** start Data lines **

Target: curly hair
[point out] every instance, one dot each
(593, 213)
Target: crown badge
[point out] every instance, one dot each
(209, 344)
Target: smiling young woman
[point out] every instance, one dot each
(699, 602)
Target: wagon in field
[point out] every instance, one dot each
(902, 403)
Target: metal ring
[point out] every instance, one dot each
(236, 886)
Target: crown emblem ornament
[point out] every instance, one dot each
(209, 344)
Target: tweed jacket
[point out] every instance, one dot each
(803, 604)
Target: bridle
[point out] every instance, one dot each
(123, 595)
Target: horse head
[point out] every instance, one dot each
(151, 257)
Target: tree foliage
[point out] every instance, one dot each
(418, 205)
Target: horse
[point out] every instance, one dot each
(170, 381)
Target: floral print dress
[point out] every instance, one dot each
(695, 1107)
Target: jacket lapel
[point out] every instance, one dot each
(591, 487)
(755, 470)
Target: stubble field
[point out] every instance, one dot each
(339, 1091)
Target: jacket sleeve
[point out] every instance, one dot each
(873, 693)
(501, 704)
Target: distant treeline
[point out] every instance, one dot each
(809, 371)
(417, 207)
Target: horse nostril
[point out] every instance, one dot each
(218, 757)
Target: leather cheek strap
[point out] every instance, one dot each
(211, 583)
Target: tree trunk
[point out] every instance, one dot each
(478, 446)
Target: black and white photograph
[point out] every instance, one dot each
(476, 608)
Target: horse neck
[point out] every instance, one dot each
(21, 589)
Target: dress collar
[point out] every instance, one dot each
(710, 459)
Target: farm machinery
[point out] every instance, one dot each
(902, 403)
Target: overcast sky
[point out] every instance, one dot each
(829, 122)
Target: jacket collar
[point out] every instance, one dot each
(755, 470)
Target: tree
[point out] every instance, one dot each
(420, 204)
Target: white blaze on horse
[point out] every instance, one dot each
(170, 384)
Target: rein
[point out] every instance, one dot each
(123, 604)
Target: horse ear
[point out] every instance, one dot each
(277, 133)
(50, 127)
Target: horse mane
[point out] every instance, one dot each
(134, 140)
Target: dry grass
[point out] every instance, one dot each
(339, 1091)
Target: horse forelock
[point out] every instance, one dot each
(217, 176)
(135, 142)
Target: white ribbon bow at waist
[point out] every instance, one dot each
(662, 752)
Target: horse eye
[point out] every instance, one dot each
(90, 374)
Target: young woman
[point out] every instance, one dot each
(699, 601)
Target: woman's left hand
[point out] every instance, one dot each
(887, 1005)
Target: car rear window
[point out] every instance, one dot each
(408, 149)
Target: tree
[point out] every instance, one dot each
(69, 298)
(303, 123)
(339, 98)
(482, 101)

** end Data lines **

Rewrite the stretch of the listing from the line containing "Target: overcast sky" through the final line of the listing as a Markdown table with the columns Row and Line. Number each line in Row, and omit any blank lines.

• Expected answer
| Row | Line |
|---|---|
| 1 | Target: overcast sky |
| 2 | [point out] every instance, one dot each |
| 3 | (829, 122) |
| 4 | Target: jacket collar |
| 5 | [point out] every instance, one dot each |
| 6 | (755, 470) |
| 7 | Target: tree |
| 8 | [point out] every instance, one dot each |
| 9 | (420, 204) |
| 10 | Target: white blaze on horse |
| 11 | [point out] every instance, one dot each |
| 12 | (170, 384) |
| 13 | Target: rein |
| 14 | [point out] every instance, one dot each |
| 15 | (123, 604) |
| 16 | Target: horse ear |
| 17 | [point out] every instance, one dot each |
| 18 | (277, 133) |
| 19 | (50, 127) |
| 20 | Target: horse mane |
| 21 | [point out] every instance, one dot each |
| 22 | (134, 140) |
| 23 | Target: dry grass |
| 24 | [point out] every instance, one dot each |
| 25 | (339, 1091) |
| 26 | Target: horse forelock |
| 27 | [point out] every instance, one dot each |
| 28 | (217, 176) |
| 29 | (135, 142) |
| 30 | Target: white ribbon bow at waist |
| 31 | [point out] every instance, one dot each |
| 32 | (662, 752) |
| 33 | Target: horse eye |
| 34 | [point out] every instance, one dot each |
| 35 | (90, 374) |
| 36 | Target: young woman |
| 37 | [point out] every instance, one dot each |
| 38 | (699, 601) |
| 39 | Target: woman's left hand |
| 40 | [point out] every instance, one dot each |
| 41 | (887, 1005) |
| 42 | Target: car rear window |
| 43 | [point out] every instance, one dot each |
| 44 | (408, 149) |
| 45 | Target: tree |
| 46 | [point out] every instance, one dot each |
| 47 | (69, 298) |
| 48 | (303, 123) |
| 49 | (339, 98) |
| 50 | (482, 101) |